[Saved entries]
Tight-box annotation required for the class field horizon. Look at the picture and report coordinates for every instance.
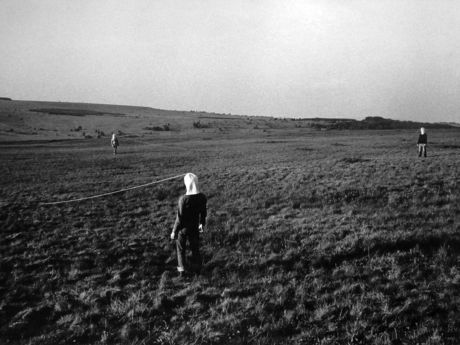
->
[1,99,458,143]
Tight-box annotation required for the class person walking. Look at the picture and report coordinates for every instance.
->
[417,127,427,157]
[170,173,207,277]
[111,133,119,155]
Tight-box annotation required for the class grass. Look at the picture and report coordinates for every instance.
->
[0,128,459,344]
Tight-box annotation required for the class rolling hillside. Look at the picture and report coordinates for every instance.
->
[0,99,268,142]
[0,99,457,142]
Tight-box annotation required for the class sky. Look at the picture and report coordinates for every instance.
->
[1,0,459,122]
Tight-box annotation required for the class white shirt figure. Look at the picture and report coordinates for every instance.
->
[111,133,119,155]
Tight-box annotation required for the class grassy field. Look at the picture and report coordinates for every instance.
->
[1,126,459,344]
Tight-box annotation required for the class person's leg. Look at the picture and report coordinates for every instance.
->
[176,230,187,274]
[423,145,427,157]
[188,231,202,274]
[418,144,422,157]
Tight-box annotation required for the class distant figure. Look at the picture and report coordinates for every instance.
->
[417,127,427,157]
[170,173,207,277]
[111,133,119,155]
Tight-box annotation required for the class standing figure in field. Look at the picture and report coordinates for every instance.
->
[111,133,119,155]
[417,127,427,157]
[170,173,207,277]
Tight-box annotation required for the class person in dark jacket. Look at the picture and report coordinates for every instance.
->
[417,127,427,157]
[171,173,207,276]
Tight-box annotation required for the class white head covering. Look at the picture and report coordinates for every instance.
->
[184,173,199,195]
[420,127,425,134]
[112,133,117,140]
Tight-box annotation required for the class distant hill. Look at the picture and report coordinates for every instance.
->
[0,99,270,141]
[440,122,460,127]
[309,116,455,130]
[0,99,457,141]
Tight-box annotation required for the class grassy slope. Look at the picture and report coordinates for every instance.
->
[0,100,299,142]
[4,99,455,143]
[1,127,459,344]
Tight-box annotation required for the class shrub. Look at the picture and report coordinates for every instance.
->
[144,124,170,131]
[94,129,105,138]
[193,121,210,129]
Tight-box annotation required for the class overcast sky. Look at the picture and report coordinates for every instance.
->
[1,1,459,122]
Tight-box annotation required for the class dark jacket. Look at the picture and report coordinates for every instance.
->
[172,193,207,234]
[417,133,427,144]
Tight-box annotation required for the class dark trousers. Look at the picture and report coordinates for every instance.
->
[176,229,202,273]
[418,144,427,157]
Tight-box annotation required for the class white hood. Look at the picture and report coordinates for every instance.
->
[111,133,117,140]
[420,127,425,135]
[184,173,199,195]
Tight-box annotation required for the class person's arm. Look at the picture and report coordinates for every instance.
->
[199,196,207,228]
[171,197,184,239]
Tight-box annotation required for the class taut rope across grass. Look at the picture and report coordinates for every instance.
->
[40,173,186,206]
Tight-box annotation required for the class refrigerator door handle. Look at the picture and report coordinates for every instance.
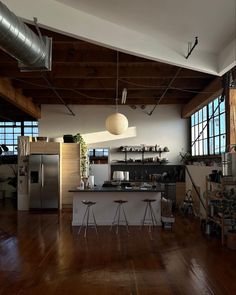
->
[41,163,44,187]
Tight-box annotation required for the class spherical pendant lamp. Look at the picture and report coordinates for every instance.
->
[105,112,128,135]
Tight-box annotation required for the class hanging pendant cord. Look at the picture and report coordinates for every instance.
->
[115,51,119,112]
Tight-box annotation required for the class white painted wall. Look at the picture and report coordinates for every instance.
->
[39,104,188,164]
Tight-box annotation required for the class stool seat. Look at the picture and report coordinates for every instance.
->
[82,200,96,206]
[143,199,156,203]
[114,200,128,204]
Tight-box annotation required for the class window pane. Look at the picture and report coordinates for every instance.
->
[209,119,213,137]
[194,125,198,140]
[191,115,195,126]
[5,134,12,139]
[214,117,219,136]
[199,140,203,155]
[104,149,109,156]
[14,127,21,133]
[208,102,213,117]
[215,136,220,154]
[16,122,21,126]
[24,127,32,133]
[203,139,208,155]
[24,121,32,126]
[6,127,13,133]
[199,109,203,123]
[191,126,195,142]
[198,123,203,140]
[195,112,198,124]
[220,134,226,153]
[220,113,226,134]
[195,141,199,156]
[213,98,219,115]
[219,98,225,113]
[6,139,13,145]
[203,106,207,121]
[203,122,208,139]
[209,138,214,155]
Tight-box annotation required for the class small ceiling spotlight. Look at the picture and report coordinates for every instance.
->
[129,105,137,110]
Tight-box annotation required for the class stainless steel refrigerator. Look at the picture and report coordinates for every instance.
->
[29,154,59,209]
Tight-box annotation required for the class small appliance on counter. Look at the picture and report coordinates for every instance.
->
[113,171,124,181]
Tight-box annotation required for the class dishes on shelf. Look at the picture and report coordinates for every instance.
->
[118,145,169,153]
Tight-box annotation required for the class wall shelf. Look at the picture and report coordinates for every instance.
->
[116,145,169,164]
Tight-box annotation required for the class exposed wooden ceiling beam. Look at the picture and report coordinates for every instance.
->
[181,78,222,118]
[0,77,41,119]
[12,77,213,90]
[0,65,214,79]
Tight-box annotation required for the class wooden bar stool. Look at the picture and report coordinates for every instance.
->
[110,200,129,234]
[141,199,158,232]
[78,200,98,238]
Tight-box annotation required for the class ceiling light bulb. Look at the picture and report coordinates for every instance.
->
[121,88,127,104]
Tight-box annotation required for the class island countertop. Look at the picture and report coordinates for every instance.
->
[70,186,163,226]
[69,186,165,193]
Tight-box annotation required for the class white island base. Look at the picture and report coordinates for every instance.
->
[71,190,162,226]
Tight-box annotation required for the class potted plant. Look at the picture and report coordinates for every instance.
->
[73,133,88,177]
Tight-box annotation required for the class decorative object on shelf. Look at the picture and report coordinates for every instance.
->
[35,137,48,142]
[117,145,169,164]
[105,51,128,135]
[73,133,88,177]
[63,134,75,143]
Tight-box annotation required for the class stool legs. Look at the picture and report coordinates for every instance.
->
[110,203,129,234]
[79,205,98,238]
[142,201,158,232]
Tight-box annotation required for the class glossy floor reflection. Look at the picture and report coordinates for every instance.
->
[0,203,236,294]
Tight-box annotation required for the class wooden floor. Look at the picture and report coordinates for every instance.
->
[0,202,236,295]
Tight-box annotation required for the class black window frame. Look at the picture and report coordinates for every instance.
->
[191,96,226,157]
[0,121,38,155]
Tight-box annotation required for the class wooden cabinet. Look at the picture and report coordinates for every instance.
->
[61,143,80,206]
[30,142,60,154]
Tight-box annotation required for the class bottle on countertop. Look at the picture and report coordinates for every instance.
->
[79,178,84,190]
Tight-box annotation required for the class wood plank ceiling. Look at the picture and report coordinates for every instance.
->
[0,26,217,121]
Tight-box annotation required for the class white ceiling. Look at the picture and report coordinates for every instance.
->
[56,0,236,54]
[3,0,236,75]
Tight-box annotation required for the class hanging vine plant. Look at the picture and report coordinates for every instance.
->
[73,133,88,177]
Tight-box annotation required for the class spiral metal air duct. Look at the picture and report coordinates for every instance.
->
[0,1,51,71]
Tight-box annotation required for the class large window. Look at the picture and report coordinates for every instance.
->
[0,121,38,155]
[191,96,226,156]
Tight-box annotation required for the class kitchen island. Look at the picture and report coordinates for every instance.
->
[69,186,165,226]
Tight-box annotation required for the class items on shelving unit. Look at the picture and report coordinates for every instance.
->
[116,145,169,164]
[205,175,236,245]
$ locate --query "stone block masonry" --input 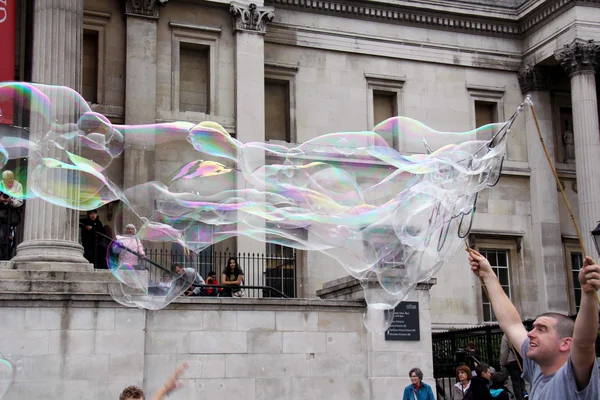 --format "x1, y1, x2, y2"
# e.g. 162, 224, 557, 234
0, 271, 436, 399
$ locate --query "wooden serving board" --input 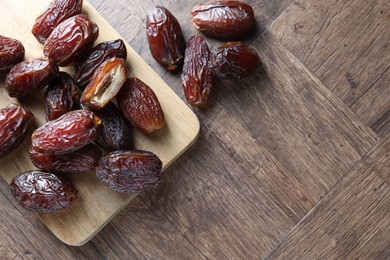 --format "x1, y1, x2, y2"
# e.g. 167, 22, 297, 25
0, 0, 199, 246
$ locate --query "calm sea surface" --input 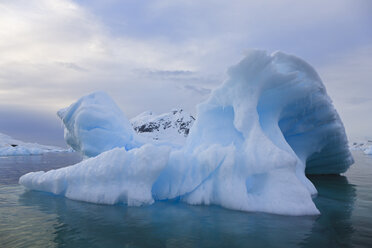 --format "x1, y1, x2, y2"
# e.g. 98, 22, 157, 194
0, 151, 371, 248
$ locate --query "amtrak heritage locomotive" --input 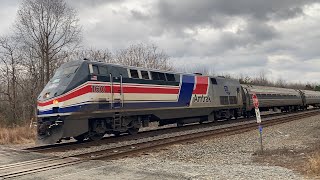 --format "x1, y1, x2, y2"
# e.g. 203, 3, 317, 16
37, 59, 320, 144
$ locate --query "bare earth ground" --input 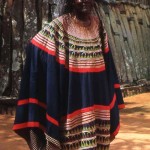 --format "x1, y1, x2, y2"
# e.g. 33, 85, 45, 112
0, 93, 150, 150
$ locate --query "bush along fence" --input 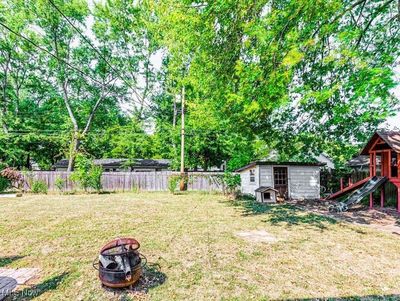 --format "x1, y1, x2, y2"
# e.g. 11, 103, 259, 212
21, 171, 226, 193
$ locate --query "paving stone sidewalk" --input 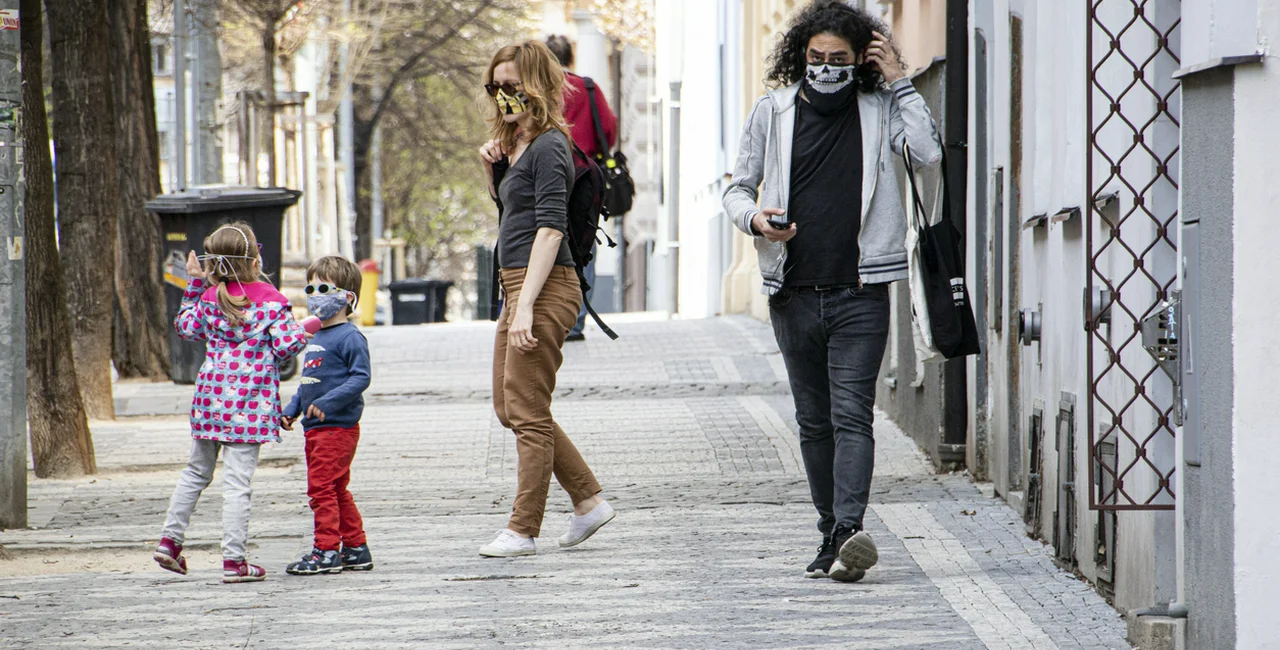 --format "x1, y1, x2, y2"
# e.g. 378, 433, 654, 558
0, 316, 1131, 649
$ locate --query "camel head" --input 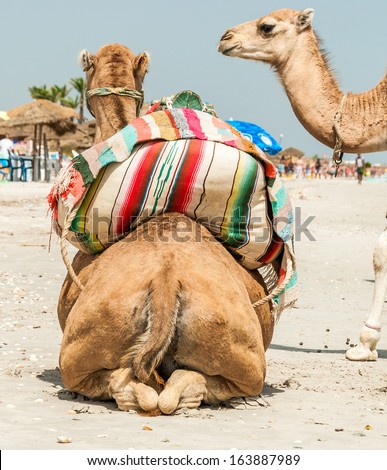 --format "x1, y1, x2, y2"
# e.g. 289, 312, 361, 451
79, 44, 149, 119
79, 43, 150, 141
218, 8, 314, 68
218, 8, 387, 154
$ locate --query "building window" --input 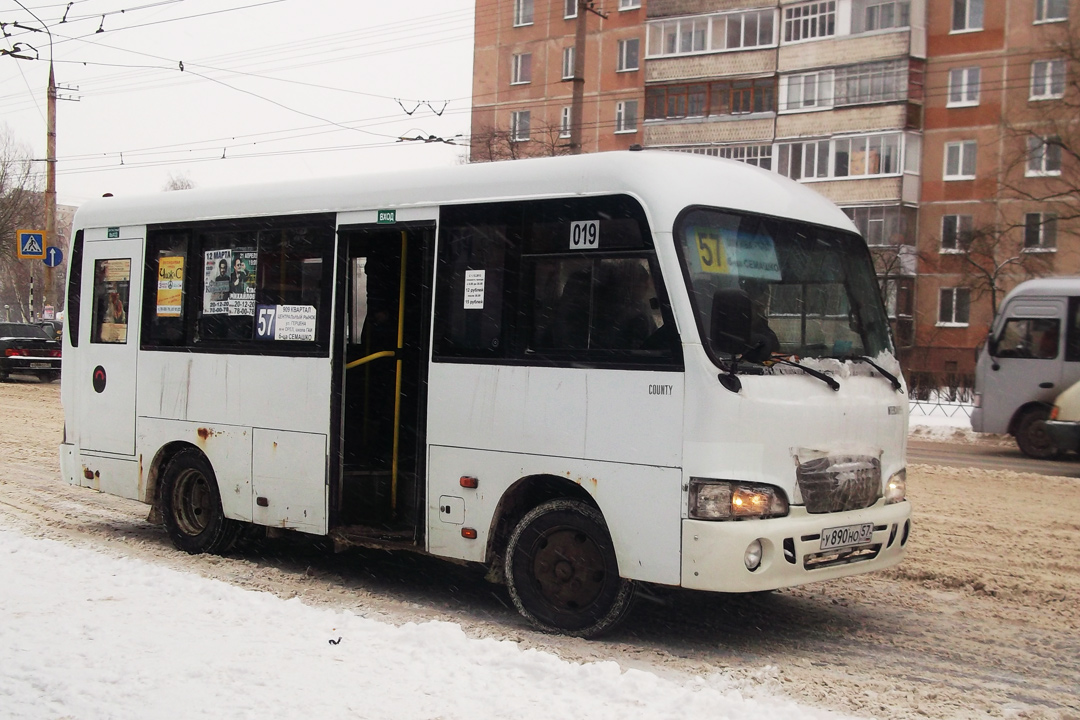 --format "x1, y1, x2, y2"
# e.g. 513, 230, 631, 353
646, 9, 775, 57
1026, 136, 1063, 176
947, 67, 981, 106
782, 71, 835, 111
941, 214, 973, 252
562, 47, 575, 80
564, 0, 577, 19
1031, 59, 1066, 99
1035, 0, 1068, 22
777, 133, 903, 181
511, 53, 532, 85
1025, 213, 1058, 250
560, 107, 571, 138
511, 110, 531, 142
514, 0, 534, 27
718, 144, 773, 170
952, 0, 983, 31
783, 1, 837, 43
646, 80, 774, 120
617, 38, 639, 72
616, 101, 638, 133
843, 205, 916, 246
853, 1, 910, 33
939, 287, 971, 326
833, 60, 907, 106
619, 0, 641, 9
943, 140, 977, 179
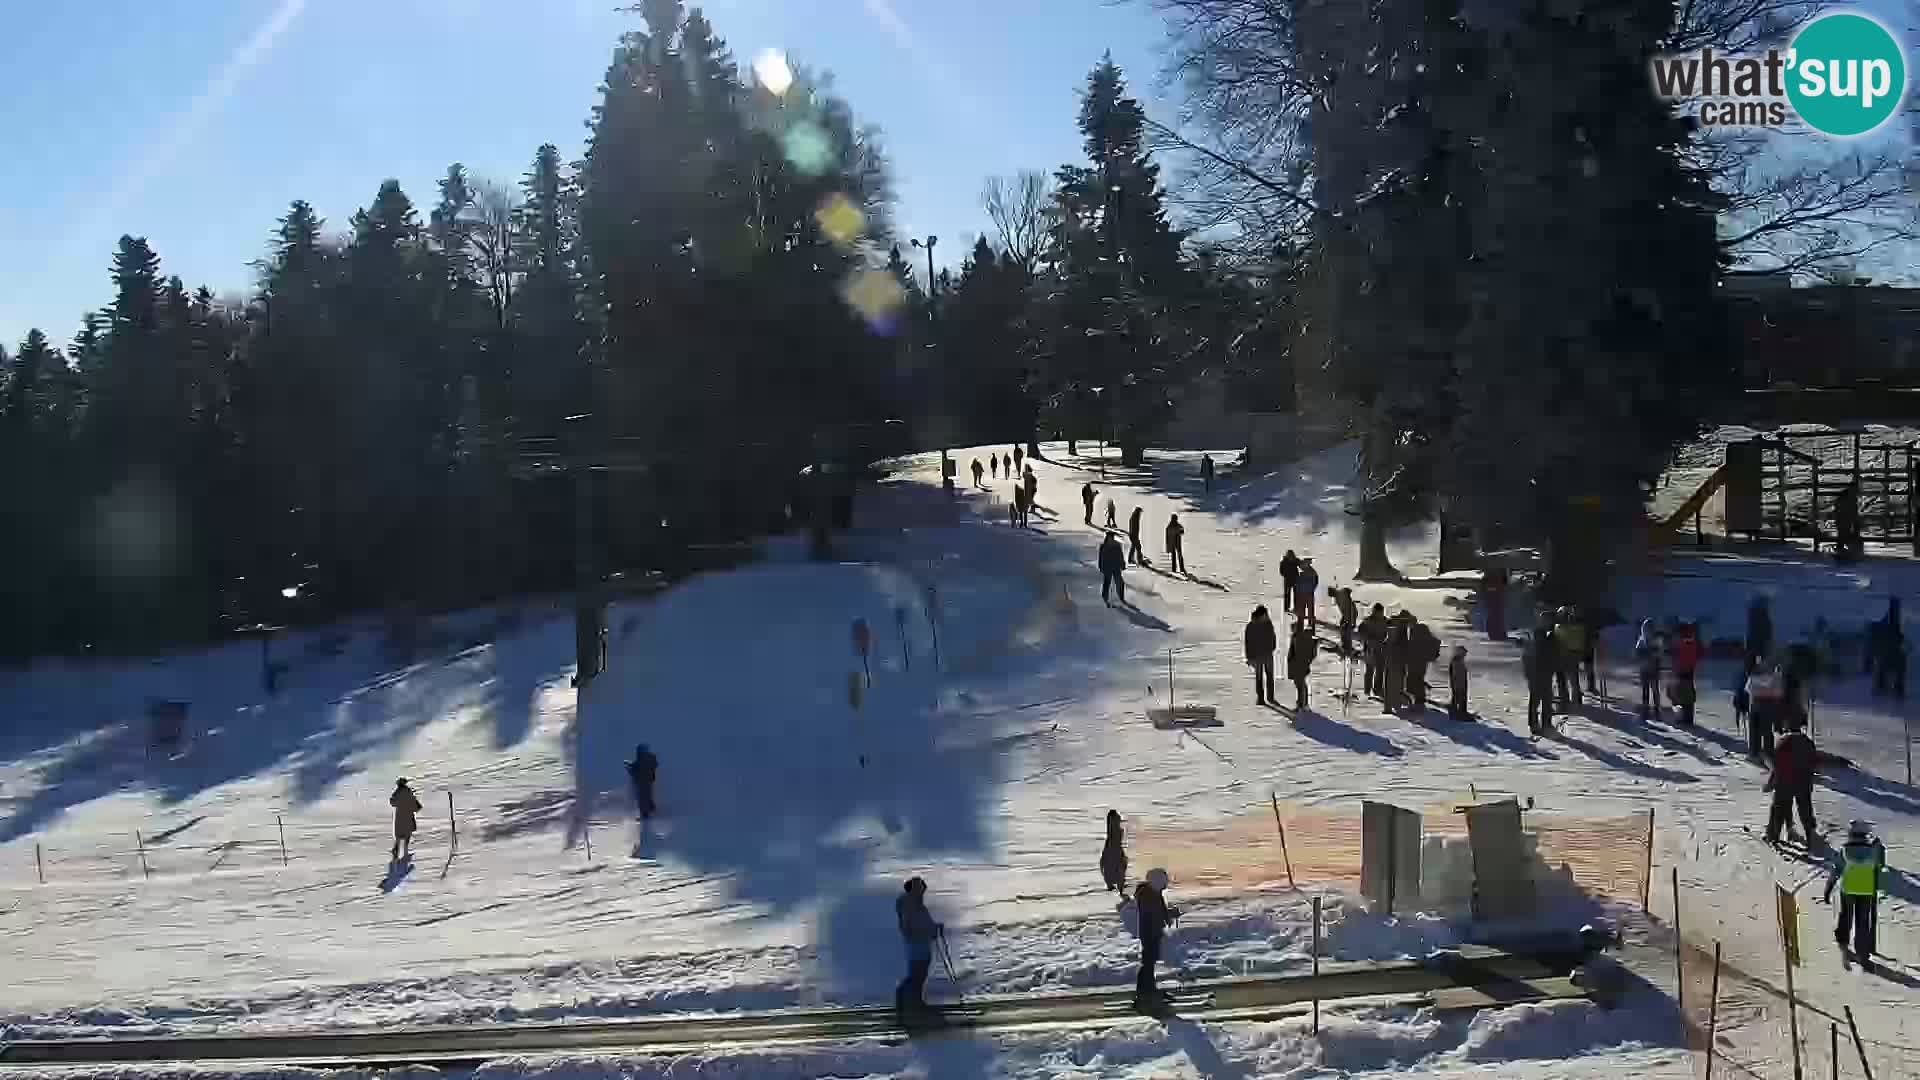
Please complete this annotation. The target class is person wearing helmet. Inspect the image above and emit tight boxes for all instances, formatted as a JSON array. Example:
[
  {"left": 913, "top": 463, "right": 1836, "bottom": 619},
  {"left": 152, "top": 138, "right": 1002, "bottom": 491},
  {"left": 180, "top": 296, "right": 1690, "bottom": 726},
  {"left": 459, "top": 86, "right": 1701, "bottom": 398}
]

■ Assignment ■
Using the records above, set down exactly the lines from the one with "Tight-box annotation required for the class sky." through the one with "Tight-box annotation required for the class white head", inclusive, and nothing more.

■ Answer for this exercise ■
Tight-box annotation required for the class sky. Look at the picture and report coordinates for every instance.
->
[1,0,459,122]
Tight-box annotation required for the class white shirt figure. Look at the picture and report coordinates for every instance.
->
[111,133,119,155]
Tight-box annotation required for the class grassy field. Look at the picture and report coordinates for every instance.
->
[1,126,459,344]
Tight-box annotation required for the class person's leg. Look at the picture and report coordinates for every instance.
->
[176,230,187,274]
[423,145,427,157]
[188,231,202,274]
[418,144,422,157]
Tight-box annotation required for the class distant figure. Look at the picture and report coordinates for every instance.
->
[417,127,427,157]
[170,173,207,277]
[111,133,119,155]
Tight-box annotation required for the class standing figure in field. Look at the picture and report coordinates for every instance.
->
[111,133,119,155]
[417,127,427,157]
[170,173,207,277]
Tight-box annotation required for the class person in dark jacket. Look at the picture and report coordinates for every instance.
->
[417,127,427,157]
[171,173,207,276]
Tight-box annotation required for the class white head covering. Look at the picture and report coordinates for every instance.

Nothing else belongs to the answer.